Activity: Continue the article on violence against women and girls in conflict from its final sentence about female participation in peacebuilding.

Wednesday, 22 May 2019

The International War on Women


A report from the Global Coalition to Protect Education from Attack, released on the 20th May, has shed light on the devastating consequences of the violence in the Kasai region of the Democratic Republic of the Congo on girls and young women in schooling. Between 2016 and 2017, dozens of schools across the region were attacked by militia groups, and children were massacred, recruited as child soldiers, or forced from their homes.

Whilst the fighting affected all children in the area, girls were particularly harmed. As the report states, girls were abducted and “used as “magical” forces that would ward off bullets despite being unarmed, and raped and forcibly “married” to troops”. Spiritual beliefs on the part of militia fighters led them to believe that the kidnapped girls would protect them in fighting with the government forces. As a result, these girls were gunned down, having been used as human shields. Those that survived were more likely to suffer with psychological consequences of the trauma, less likely to return to school, and more likely to have suffered other medical consequences such as sexually transmitted infections than their male counterparts.

Sexual- and gender-based violence is prevalent in all conflicts globally. From the high-profile cases of SGBV such as the kidnapping of girls by Boko Haram in Nigeria, down to the fundamentally different experiences of male and female civilians in warzones, the fact remains that women and girls are more exposed to threats and vulnerable to harm in times of crisis. They are also drastically underrepresented in peacebuilding and development activities, despite the fact that increased female participation in such programmes consistently leads to longer, more sustainable peace.

Data section:
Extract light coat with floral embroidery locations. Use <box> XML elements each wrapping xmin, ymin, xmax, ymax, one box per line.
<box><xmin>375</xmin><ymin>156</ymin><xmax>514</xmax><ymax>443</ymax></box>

Expected answer:
But the restriction of the agency of women is not unique to warzones. Over the last few weeks, the US state of Alabama has been making headlines for all the wrong reasons. State Governor Kay Ivey passed the Alabama Human Life Protection Act into law on the 15th May 2019. The law is the toughest piece of anti-abortion legislation in the country, punishing abortion doctors with up to life in prison for performing the procedure, with no exemptions for women who are victims of rape or incest. The Bill was passed with a majority of 25 – 6 in the Alabama state legislature. All 25 Republicans who voted on the Bill were men.

Eric Johnston, Chair of the Alabama Pro-Life Coalition, explained that the inclusion of victims of rape and incest in the legislation was acceptable because the Bill needed to send a message, saying: “If this exception was added to the bill, it would have killed the bill. Whether you were raped or a victim of incest or get pregnant by consent or accident or even artificial insemination, [the foetus is] still a person. We could not argue to the court with a straight face that it’s a person in one instance but not in another.” But what about the person who will now be forced to carry the baby of their rapist?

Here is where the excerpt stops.